> Source excerpt:
'''
# For the Record...



## greg (Dec 8, 1999)

Although I've changed my title back to "cafe moderator", I'm *still* a cape chef wannabe!! A rather silly statement, when I think about it, because what chef, cook or foodie wouldn't wannabe CC?


----------



## pastachef (Nov 19, 1999)

And I'll bet there are plenty of people who come here who just as badly want to be like you. We know you're a pro. CC is greatly loved, but so are you.


----------



## cape chef (Jul 31, 2000)

Greg, I just read this today. I appreciate your thoughtful words, Really I do, But this is a little embarrasing for me. I hope you guys understand.

I can be a pain in the arse, But I am humble.
Greg, There are many many many chefs and foodies on this site that also would deserve to be honored. I'm just here to help and have fun.
Thank you
Brad


----------



## chrose (Nov 20, 2000)

Greg with all due respect to my mensch CC, all you need to do to be like him is 1791 more posts!


----------



## mezzaluna (Aug 29, 2000)

Don't forget a devilish sense of humor and a deft touch with foie gras...


----------



## greg (Dec 8, 1999)

Brad, if you weren't a little embarrassed, I never would have put the "wannabe" thing on in the first place. You have a very good point about there being many, many others here that deserved to be honored. I just wish that there were enough room to fit them under my name!

chrose, I've got a lot to learn before I would have enough knowledge and information to put in those 1791 posts.


----------
'''
> Exercise a: Reproduce the records between the line holding "Would you please tag the short" and the end of the records, inclusive, with "tag" changed to "mark" and everything else left as it is.
The text has no connection to the records.

> Data to use:
'''
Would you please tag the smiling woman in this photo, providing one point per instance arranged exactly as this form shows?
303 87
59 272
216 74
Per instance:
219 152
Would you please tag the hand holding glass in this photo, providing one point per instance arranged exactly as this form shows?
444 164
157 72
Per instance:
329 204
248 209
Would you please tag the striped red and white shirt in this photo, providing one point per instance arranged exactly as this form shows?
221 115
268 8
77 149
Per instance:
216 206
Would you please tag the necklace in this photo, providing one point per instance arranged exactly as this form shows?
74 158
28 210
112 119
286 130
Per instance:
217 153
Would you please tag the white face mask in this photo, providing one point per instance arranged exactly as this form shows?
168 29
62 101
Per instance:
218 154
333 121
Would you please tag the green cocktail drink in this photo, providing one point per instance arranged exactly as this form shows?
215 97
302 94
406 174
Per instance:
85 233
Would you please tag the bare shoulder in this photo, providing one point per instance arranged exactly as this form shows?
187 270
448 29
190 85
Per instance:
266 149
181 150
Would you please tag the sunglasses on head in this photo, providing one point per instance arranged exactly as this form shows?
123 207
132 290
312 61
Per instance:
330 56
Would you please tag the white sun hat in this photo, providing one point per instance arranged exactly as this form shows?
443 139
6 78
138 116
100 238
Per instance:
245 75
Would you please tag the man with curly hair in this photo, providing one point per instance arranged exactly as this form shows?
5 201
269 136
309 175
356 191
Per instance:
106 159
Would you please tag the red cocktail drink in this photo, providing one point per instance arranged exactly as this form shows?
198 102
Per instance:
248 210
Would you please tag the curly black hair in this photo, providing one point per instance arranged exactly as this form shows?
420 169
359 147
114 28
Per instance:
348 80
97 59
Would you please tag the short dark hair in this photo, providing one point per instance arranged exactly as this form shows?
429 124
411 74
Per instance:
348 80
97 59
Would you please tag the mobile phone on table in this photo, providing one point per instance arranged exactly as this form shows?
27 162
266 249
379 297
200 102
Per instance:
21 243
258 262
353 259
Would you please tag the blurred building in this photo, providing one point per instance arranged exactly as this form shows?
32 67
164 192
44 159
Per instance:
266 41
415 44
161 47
'''
> Exercise b: From the forum thread about cape chef, repeat the passage between "Brad, if you" and "under my name!", inclusive, word for word.

> Task response a:
Would you please mark the short dark hair in this photo, providing one point per instance arranged exactly as this form shows?
429 124
411 74
Per instance:
348 80
97 59
Would you please mark the mobile phone on table in this photo, providing one point per instance arranged exactly as this form shows?
27 162
266 249
379 297
200 102
Per instance:
21 243
258 262
353 259
Would you please mark the blurred building in this photo, providing one point per instance arranged exactly as this form shows?
32 67
164 192
44 159
Per instance:
266 41
415 44
161 47

> Task response b:
Brad, if you weren't a little embarrassed, I never would have put the "wannabe" thing on in the first place. You have a very good point about there being many, many others here that deserved to be honored. I just wish that there were enough room to fit them under my name!